═════ Dataset

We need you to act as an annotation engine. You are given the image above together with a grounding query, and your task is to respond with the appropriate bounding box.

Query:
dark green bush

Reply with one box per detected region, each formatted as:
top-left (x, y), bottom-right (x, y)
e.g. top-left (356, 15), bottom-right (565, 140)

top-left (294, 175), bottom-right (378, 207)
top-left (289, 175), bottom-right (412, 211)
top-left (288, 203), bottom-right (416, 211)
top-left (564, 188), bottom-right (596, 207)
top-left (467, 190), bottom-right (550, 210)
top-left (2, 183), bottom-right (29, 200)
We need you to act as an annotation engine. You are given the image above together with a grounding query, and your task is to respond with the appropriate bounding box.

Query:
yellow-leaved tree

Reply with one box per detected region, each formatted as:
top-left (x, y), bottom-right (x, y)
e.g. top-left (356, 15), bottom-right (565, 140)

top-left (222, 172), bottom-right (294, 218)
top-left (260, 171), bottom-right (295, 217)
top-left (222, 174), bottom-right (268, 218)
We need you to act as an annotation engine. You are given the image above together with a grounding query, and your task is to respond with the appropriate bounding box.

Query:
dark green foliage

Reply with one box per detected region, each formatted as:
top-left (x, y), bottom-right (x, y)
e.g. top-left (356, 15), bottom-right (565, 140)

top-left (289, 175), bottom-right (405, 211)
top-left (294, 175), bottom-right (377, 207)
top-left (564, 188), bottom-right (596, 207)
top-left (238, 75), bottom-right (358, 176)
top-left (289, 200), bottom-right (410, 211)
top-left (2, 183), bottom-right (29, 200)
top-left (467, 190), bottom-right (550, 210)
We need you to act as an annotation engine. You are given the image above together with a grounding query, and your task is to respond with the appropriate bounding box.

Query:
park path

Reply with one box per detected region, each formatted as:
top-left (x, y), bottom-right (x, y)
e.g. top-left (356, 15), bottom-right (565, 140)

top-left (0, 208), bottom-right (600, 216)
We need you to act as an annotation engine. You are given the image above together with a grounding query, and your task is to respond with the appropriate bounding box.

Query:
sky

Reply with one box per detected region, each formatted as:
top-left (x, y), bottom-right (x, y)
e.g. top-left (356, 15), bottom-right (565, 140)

══════════

> _Your goal_
Copy all of the records above word for word, with nothing changed.

> _Result of this task_
We need you to act as an annotation engine. You are given the image above together with a grounding query, and your task is to respond with the appropriate bounding box.

Query:
dark green bush

Reply with one box per detected region, each formatted as:
top-left (x, y), bottom-right (x, y)
e.g. top-left (356, 15), bottom-right (565, 140)

top-left (294, 175), bottom-right (378, 207)
top-left (289, 175), bottom-right (412, 211)
top-left (288, 203), bottom-right (416, 211)
top-left (564, 188), bottom-right (596, 207)
top-left (467, 190), bottom-right (550, 210)
top-left (2, 183), bottom-right (29, 200)
We need you to act as an annotation engine. You are given the image above together with a grounding query, and your task is to respond with the appropriate bounding box.

Query:
yellow-leaved tree

Reply with one box per detected region, each formatted as:
top-left (x, y), bottom-right (x, y)
e.g. top-left (356, 15), bottom-right (565, 140)

top-left (222, 172), bottom-right (294, 218)
top-left (260, 171), bottom-right (295, 217)
top-left (222, 174), bottom-right (268, 218)
We need you to act as an annotation engine. You are given the image above together with a grounding query, and your task is to respond with the appropriate bounding box.

Query:
dark green foliage

Reply with one box per detected region, each formatted as:
top-left (x, y), bottom-right (x, y)
e.g. top-left (356, 15), bottom-right (565, 140)

top-left (289, 175), bottom-right (405, 211)
top-left (294, 175), bottom-right (377, 207)
top-left (564, 188), bottom-right (596, 207)
top-left (238, 75), bottom-right (358, 176)
top-left (289, 200), bottom-right (410, 211)
top-left (2, 183), bottom-right (29, 200)
top-left (467, 190), bottom-right (550, 210)
We need you to act as an annotation engine. You are given the image above together with a grounding query, and your task is to respond with the appropriate bounding box.

Query:
park path

Reply with one box per detected region, each formatted as:
top-left (x, y), bottom-right (x, y)
e.g. top-left (356, 15), bottom-right (565, 140)

top-left (0, 208), bottom-right (600, 216)
We need you to act as an annotation engine. You are given the image above together with a grounding query, and your task is to respond with the appropriate bounding box.

Query:
sky

Reply with one box per detected region, each formatted as:
top-left (x, y), bottom-right (x, y)
e.g. top-left (356, 15), bottom-right (565, 140)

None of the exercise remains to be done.